---------- Supplied material
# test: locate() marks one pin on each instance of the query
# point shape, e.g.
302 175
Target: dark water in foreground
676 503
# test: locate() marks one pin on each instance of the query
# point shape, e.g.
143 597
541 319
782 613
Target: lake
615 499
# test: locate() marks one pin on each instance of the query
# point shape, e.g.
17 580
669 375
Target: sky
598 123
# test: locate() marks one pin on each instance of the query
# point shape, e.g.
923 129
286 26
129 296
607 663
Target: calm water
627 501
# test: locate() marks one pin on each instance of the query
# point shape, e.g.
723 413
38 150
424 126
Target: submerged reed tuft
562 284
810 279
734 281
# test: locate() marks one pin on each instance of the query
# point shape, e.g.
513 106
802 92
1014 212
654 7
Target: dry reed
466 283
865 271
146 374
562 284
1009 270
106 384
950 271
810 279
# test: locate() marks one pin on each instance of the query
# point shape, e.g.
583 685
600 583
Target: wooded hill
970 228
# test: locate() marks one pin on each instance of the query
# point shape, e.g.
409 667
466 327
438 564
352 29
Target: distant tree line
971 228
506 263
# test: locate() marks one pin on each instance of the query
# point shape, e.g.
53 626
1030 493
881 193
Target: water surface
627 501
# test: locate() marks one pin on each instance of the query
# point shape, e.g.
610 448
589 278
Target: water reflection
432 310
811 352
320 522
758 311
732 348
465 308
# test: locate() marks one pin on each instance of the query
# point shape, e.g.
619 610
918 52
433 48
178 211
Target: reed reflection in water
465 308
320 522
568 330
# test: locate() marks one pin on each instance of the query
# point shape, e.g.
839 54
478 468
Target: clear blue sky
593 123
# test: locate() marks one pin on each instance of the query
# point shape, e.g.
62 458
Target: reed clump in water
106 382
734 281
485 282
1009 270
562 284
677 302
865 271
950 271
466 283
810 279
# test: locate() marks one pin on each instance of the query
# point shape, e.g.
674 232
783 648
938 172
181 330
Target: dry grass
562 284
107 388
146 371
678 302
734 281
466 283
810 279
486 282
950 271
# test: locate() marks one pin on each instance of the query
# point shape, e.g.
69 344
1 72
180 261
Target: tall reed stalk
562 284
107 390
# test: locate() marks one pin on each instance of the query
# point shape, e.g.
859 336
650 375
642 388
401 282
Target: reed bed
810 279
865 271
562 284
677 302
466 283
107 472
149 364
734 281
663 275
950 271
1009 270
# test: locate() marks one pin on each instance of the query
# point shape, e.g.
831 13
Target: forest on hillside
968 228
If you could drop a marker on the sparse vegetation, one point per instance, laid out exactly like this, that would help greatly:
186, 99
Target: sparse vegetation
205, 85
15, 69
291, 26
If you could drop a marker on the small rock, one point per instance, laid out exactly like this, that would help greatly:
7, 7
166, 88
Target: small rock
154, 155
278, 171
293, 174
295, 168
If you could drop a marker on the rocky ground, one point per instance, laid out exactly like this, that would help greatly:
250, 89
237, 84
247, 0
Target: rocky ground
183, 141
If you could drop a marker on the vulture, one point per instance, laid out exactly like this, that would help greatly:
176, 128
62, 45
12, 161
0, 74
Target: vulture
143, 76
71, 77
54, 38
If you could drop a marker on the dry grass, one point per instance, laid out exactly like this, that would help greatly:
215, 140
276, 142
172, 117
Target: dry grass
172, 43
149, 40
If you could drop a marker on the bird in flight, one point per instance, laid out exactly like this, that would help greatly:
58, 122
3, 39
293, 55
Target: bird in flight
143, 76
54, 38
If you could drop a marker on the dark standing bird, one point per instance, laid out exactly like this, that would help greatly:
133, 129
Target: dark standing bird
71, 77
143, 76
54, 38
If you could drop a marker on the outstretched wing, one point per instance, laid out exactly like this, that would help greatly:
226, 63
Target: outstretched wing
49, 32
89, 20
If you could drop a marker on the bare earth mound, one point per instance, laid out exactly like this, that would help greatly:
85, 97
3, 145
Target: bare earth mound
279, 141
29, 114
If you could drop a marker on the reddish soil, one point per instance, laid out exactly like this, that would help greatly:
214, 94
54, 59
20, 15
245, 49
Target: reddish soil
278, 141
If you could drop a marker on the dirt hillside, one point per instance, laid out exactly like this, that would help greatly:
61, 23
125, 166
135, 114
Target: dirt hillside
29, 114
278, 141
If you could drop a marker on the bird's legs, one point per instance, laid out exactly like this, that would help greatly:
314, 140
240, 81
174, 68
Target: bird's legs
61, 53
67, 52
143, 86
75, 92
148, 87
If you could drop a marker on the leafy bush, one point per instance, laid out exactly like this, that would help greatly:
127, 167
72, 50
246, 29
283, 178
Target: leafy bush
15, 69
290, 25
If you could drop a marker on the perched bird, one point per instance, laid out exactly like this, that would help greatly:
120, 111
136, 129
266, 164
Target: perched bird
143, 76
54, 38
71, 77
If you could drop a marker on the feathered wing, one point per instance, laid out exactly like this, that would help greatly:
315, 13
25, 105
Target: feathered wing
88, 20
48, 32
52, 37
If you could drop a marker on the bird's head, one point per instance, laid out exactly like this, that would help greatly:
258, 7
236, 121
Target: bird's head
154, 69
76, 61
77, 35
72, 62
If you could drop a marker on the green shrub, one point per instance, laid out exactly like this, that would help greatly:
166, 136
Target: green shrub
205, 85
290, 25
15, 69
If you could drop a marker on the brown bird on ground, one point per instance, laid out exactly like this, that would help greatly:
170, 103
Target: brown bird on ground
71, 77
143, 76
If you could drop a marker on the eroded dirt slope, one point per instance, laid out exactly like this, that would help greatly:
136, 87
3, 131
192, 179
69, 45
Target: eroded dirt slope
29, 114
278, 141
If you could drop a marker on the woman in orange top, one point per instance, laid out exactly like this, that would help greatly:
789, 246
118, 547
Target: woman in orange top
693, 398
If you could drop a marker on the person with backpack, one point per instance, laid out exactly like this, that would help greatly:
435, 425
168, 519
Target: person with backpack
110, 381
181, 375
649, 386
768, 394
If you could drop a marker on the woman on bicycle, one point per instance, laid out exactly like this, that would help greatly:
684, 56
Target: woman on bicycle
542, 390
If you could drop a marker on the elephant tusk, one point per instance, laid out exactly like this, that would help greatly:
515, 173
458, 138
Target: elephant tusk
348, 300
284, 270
--------------------
Your task
Repeat all the lines above, keeping them exactly as they are.

Result of this task
# test: locate() marks one pin on each instance of the query
# point shape, e.g.
302 175
Target: dark water in foreground
676 503
# test: locate() marks one pin on each instance of the query
# point shape, e.g.
143 597
541 319
782 613
Target: lake
615 499
# test: locate() marks one pin on each instance of the query
# point shape, e.g.
17 580
669 375
Target: sky
598 123
# test: locate() marks one pin on each instance of the query
# point shape, e.g.
923 129
286 26
129 296
607 663
Target: calm water
627 501
# test: locate() marks one pin on each instance of the query
# point shape, e.g.
723 413
38 150
424 126
Target: submerged reed tuft
562 284
810 279
734 281
# test: locate() marks one pin on each instance of the query
# point shape, e.g.
513 106
802 92
1014 212
654 7
Target: dry reed
466 283
865 271
146 374
562 284
1009 270
106 384
950 271
810 279
# test: locate() marks one pin on each instance of the query
# point shape, e.g.
583 685
600 583
Target: wooded hill
970 228
# test: locate() marks one pin on each instance of the query
# point shape, e.g.
409 667
466 327
438 564
352 29
Target: distant tree line
971 228
506 263
# test: locate() marks one pin on each instance of the query
# point shape, e.g.
53 626
1030 493
881 193
Target: water surface
627 501
# test: locate() marks one pin on each instance of the query
# point shape, e.g.
610 448
589 278
Target: water reflection
432 310
811 352
320 522
758 311
732 348
465 308
# test: locate() marks one pin on each instance of the query
# point shape, e.g.
619 610
918 52
433 48
178 211
Target: reed reflection in water
465 308
320 522
568 330
# test: locate() marks one pin on each instance of the query
# point shape, e.g.
839 54
478 468
Target: clear blue sky
593 123
# test: locate() marks one pin on each instance of the query
# point shape, e.g.
62 458
Target: reed clump in water
106 382
734 281
485 282
1009 270
562 284
677 302
865 271
950 271
466 283
810 279
# test: locate() marks one pin on each instance of the query
# point shape, e.g.
674 232
783 648
938 172
181 330
Target: dry grass
562 284
107 388
146 371
678 302
734 281
466 283
810 279
486 282
950 271
# test: locate() marks one pin on each instance of the query
# point shape, e.g.
69 344
1 72
180 261
Target: tall reed stalk
562 284
107 390
# test: locate() marks one pin on each instance of the query
# point shape, e.g.
859 336
650 375
642 388
401 282
Target: reed bed
810 279
865 271
562 284
677 302
466 283
107 472
149 364
734 281
663 275
950 271
1009 270
# test: locate() marks one pin on each instance of the query
# point shape, e.g.
831 13
Target: forest on hillside
968 228
If you could drop a marker on the sparse vegetation, one point per instance, laid out exactly like this, that would help greatly:
186, 99
Target: sparse vegetation
205, 85
15, 69
291, 26
If you could drop a marker on the small rock, one point per instance, laid out exactly like this, that would help greatly:
7, 7
166, 88
Target: small rock
154, 155
278, 171
293, 174
295, 168
If you could drop a marker on the rocky ground, one point per instance, laid out exactly like this, that would help greatly:
250, 89
237, 84
247, 0
Target: rocky ground
183, 141
If you could drop a marker on the vulture, one point per instance, laid out exactly like this, that would help greatly:
176, 128
62, 45
12, 161
0, 74
Target: vulture
143, 76
71, 77
54, 38
If you could drop a marker on the dry grass, one point per instance, laid out exactly like this, that would help greatly:
215, 140
276, 142
172, 117
Target: dry grass
172, 43
149, 40
If you could drop a marker on the bird in flight, one point per instance, laid out exactly like this, that would help greatly:
58, 122
3, 39
293, 55
Target: bird in flight
143, 76
54, 38
If you could drop a marker on the dark standing bird, one point per instance, laid out exactly like this, that would help greatly:
133, 129
Target: dark standing bird
71, 77
143, 76
54, 38
If you could drop a marker on the outstretched wing, one point per instance, laid out exactly like this, that would help greatly:
226, 63
Target: outstretched wing
49, 32
89, 20
If you could drop a marker on the bare earth mound, one point per instance, laid out exactly like this, that would help greatly:
85, 97
3, 145
Target: bare earth mound
279, 141
29, 114
If you could drop a marker on the reddish soil, one point per instance, laid out exactly like this, that would help greatly:
214, 94
54, 59
20, 15
245, 49
Target: reddish soil
278, 141
If you could drop a marker on the dirt hillside, one point per instance, laid out exactly like this, that would help greatly:
61, 23
125, 166
135, 114
Target: dirt hillside
29, 114
278, 141
If you could drop a marker on the bird's legs, one point per instance, laid out exactly like this, that would help greatly:
314, 140
240, 81
174, 68
Target: bird's legs
61, 53
67, 52
143, 86
75, 92
148, 87
If you could drop a marker on the leafy bush, one point per instance, laid out exactly like this, that would help greatly:
127, 167
72, 50
246, 29
283, 178
Target: leafy bush
15, 69
290, 25
If you could drop a marker on the perched bird, one point per instance, laid out exactly like this, that would help greatly:
120, 111
136, 129
266, 164
Target: perched bird
143, 76
54, 38
71, 77
If you could drop a marker on the feathered wing, one point per instance, laid out exactly like this, that would help greatly:
315, 13
25, 105
Target: feathered wing
88, 20
48, 32
52, 37
If you could drop a marker on the bird's head, one point per instance, laid out exactly like this, that would help greatly:
258, 7
236, 121
Target: bird's head
154, 69
76, 61
77, 35
72, 62
If you could drop a marker on the green shrub, one point per instance, laid out exactly like this, that would help greatly:
166, 136
Target: green shrub
205, 85
290, 25
15, 69
If you could drop a marker on the brown bird on ground, one point per instance, laid out exactly like this, that would help greatly:
170, 103
Target: brown bird on ground
71, 77
143, 76
If you could drop a marker on the eroded dirt slope, one point per instance, laid out exactly like this, that would help greatly:
136, 87
3, 131
192, 179
69, 45
Target: eroded dirt slope
29, 114
278, 141
If you could drop a marker on the woman in orange top, one point per instance, laid out exactly like this, that would help greatly:
789, 246
118, 547
Target: woman in orange top
693, 398
If you could drop a marker on the person with backpack, one point per instance, laid out exactly like this, that would help greatly:
435, 425
168, 519
Target: person with backpack
110, 381
181, 375
649, 386
768, 394
If you could drop a marker on the woman on bicycle, one point per instance, laid out exactly like this, that would help greatly:
684, 56
Target: woman on bicycle
542, 390
If you could drop a marker on the elephant tusk, one point per instance, laid out exactly like this, that would help greatly:
515, 173
458, 138
Target: elephant tusk
348, 300
284, 270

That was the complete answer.